Top of DATASET RECORDS

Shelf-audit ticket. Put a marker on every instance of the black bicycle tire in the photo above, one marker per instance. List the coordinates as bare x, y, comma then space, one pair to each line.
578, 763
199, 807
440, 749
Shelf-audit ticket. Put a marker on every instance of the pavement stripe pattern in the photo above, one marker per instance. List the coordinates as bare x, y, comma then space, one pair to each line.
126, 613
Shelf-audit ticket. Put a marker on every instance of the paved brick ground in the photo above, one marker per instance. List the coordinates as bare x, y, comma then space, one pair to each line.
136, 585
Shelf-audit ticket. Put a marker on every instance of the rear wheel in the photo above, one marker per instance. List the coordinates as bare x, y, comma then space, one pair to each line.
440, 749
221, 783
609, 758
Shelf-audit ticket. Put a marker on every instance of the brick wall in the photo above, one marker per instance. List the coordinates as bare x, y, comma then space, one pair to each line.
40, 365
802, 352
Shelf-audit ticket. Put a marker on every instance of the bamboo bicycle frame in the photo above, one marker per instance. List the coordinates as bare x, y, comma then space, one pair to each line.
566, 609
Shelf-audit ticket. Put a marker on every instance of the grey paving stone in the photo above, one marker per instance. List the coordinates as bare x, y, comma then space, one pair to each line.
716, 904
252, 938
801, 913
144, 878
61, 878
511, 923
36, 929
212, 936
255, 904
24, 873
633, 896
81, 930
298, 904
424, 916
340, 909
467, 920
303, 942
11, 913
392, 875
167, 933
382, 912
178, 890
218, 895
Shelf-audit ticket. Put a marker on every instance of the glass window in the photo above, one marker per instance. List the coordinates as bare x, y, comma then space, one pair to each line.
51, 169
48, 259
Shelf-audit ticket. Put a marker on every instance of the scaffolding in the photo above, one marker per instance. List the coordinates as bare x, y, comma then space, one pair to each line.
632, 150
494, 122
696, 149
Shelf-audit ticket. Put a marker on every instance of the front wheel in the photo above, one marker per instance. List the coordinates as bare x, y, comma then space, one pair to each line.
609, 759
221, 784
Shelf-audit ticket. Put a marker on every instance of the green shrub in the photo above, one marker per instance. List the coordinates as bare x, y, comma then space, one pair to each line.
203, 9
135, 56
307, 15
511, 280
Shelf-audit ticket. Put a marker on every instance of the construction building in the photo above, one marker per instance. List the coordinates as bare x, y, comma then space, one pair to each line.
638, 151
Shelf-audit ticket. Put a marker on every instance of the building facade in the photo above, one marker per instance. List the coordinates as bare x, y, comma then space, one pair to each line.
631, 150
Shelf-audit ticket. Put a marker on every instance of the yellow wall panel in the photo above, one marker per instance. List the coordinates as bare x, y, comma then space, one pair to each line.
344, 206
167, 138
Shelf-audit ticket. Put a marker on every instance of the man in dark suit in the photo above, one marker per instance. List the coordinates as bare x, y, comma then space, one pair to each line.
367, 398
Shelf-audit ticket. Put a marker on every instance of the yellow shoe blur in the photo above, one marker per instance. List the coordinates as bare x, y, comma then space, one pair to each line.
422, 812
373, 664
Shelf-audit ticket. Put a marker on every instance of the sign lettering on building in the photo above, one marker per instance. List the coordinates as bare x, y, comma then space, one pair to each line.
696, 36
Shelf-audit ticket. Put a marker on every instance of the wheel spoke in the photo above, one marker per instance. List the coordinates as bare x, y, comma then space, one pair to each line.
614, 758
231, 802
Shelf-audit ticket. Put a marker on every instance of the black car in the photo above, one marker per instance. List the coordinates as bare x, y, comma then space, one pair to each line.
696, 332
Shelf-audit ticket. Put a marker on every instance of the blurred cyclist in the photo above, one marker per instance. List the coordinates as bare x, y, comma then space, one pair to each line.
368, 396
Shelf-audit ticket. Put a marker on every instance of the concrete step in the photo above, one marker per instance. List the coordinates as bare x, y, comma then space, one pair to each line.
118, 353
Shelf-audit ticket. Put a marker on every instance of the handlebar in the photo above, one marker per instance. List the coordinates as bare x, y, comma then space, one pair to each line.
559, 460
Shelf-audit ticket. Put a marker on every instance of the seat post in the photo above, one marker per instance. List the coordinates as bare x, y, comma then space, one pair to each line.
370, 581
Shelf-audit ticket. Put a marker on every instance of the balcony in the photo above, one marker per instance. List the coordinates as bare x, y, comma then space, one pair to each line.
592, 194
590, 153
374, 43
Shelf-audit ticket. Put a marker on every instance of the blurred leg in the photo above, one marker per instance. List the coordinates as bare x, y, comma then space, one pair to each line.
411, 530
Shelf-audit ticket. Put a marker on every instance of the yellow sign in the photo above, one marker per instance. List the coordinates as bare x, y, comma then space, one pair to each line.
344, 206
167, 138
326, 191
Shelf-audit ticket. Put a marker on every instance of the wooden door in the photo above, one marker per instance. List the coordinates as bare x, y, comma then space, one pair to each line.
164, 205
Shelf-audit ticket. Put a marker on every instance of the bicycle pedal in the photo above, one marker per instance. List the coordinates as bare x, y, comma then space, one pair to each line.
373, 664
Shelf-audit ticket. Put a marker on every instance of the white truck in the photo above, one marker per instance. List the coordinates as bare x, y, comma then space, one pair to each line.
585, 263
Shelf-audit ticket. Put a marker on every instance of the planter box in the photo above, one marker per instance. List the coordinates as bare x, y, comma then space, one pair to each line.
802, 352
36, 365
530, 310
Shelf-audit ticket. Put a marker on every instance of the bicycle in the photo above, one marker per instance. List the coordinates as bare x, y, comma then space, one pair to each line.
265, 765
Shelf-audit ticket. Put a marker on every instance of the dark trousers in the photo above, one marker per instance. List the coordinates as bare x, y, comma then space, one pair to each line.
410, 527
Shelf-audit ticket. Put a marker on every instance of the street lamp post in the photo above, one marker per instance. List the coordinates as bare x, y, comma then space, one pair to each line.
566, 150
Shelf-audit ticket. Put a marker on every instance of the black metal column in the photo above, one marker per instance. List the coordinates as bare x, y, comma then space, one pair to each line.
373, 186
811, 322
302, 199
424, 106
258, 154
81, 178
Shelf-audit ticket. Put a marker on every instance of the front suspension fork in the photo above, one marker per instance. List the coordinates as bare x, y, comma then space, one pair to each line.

Bottom of DATASET RECORDS
Top of DATASET RECORDS

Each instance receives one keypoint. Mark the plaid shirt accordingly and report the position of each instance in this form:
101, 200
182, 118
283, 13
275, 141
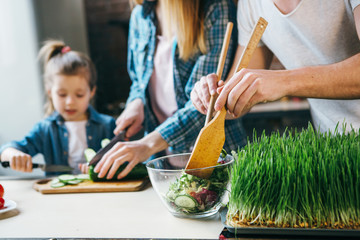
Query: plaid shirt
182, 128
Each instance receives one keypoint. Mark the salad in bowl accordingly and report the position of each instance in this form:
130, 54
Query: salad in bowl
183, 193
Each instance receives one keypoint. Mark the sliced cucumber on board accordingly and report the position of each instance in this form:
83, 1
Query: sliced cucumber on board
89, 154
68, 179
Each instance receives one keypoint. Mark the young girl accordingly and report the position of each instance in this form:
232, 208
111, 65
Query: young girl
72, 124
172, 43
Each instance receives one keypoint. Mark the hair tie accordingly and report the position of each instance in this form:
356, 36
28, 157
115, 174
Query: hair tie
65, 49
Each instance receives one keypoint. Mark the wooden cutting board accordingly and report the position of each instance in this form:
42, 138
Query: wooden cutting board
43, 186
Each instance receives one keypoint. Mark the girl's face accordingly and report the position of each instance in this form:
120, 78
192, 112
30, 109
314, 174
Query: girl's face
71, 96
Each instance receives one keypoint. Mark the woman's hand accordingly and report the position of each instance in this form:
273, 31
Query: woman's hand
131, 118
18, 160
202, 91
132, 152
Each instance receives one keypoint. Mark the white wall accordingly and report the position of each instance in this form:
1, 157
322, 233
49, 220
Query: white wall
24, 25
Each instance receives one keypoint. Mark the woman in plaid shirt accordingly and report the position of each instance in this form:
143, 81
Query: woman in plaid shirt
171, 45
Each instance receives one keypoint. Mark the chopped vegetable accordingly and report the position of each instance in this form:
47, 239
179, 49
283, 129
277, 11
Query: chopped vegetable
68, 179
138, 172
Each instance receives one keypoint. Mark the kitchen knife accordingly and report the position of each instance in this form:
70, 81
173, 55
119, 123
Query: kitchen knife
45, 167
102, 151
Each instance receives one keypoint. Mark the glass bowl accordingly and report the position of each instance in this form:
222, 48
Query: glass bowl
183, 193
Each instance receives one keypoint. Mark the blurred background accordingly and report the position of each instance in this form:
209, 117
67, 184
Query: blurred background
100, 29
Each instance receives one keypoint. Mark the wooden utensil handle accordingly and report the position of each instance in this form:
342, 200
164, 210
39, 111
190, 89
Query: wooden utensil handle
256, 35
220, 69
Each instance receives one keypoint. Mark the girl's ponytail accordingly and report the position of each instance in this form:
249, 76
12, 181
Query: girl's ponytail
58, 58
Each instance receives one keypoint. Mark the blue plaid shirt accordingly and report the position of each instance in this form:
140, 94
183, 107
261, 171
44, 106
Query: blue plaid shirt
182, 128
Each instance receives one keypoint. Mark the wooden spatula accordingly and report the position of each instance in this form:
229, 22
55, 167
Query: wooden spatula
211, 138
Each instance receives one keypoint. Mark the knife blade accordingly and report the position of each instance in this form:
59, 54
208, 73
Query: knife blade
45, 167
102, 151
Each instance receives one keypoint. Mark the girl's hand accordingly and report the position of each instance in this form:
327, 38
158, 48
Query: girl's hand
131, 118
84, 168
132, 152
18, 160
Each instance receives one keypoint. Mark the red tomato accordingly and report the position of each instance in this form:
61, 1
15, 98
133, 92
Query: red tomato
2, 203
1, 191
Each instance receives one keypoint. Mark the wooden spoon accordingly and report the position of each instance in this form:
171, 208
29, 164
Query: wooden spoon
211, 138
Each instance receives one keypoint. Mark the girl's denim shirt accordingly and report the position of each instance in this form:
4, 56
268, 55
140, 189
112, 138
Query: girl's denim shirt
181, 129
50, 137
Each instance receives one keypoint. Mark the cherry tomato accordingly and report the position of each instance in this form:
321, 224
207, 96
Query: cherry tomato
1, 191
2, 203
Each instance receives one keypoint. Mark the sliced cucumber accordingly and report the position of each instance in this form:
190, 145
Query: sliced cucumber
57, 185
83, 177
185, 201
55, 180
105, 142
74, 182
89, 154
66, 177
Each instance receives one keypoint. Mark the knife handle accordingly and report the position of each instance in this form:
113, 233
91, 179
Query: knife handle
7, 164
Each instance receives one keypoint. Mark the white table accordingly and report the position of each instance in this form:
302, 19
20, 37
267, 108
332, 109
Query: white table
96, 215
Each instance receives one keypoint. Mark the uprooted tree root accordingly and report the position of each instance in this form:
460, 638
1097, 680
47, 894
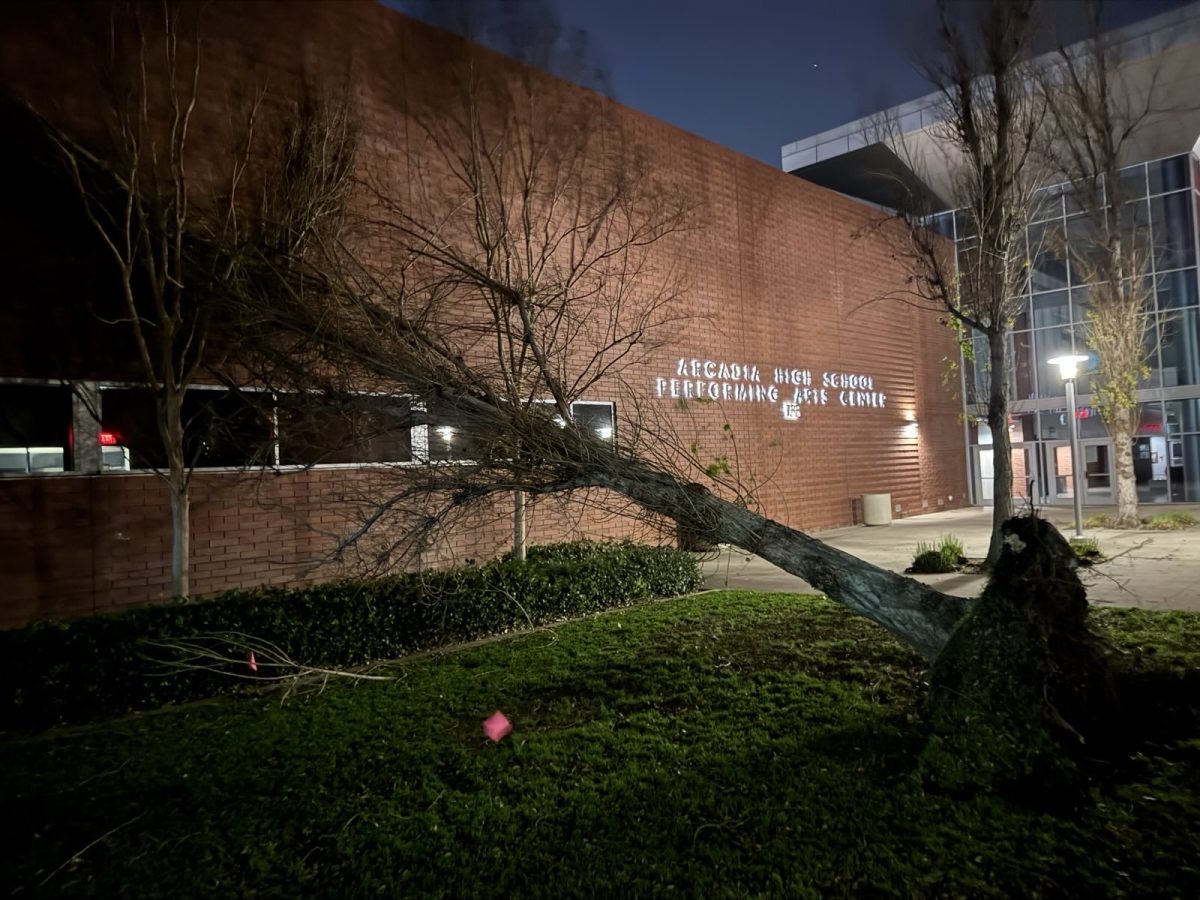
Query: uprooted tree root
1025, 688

Bottom of DATASET RECORDS

**WHAT IS REQUIRED**
Retype exactly the lines above, from the one with "the bicycle in" through the one with "the front suspension", inclusive.

**EXERCISE ANSWER**
Shelf-audit ticket. Put a marker on every instance of the bicycle in the photo above, one marker per instance. List the coordinates as bare x, y, comma then space, one pair to each line.
265, 765
Shelf-audit ticket. Put a marker on every instance of the dark trousers in the photo above, one marker per instance. List the coordinates as bare x, y, comma then space, one pair to each line.
410, 527
Shelf-audit ticket. Put a marker on every instance of the street lamp post in the photo above, one marker per instance. List the coordinates as bare x, y, comma then space, one pair to each line.
566, 150
Shelf-audit ticket. Put a marker on every instance of the black metal column in the photo above, one marker per instance. List the coordinates as bare x, y, comma then space, one pair to each line.
373, 186
811, 322
302, 199
424, 106
258, 154
81, 178
Shelf-audit ticket. Put a marker on every instance of the front suspension fork in the photo above, one marker per instance. List the coordinates as bare x, y, comma then space, one pair to each line.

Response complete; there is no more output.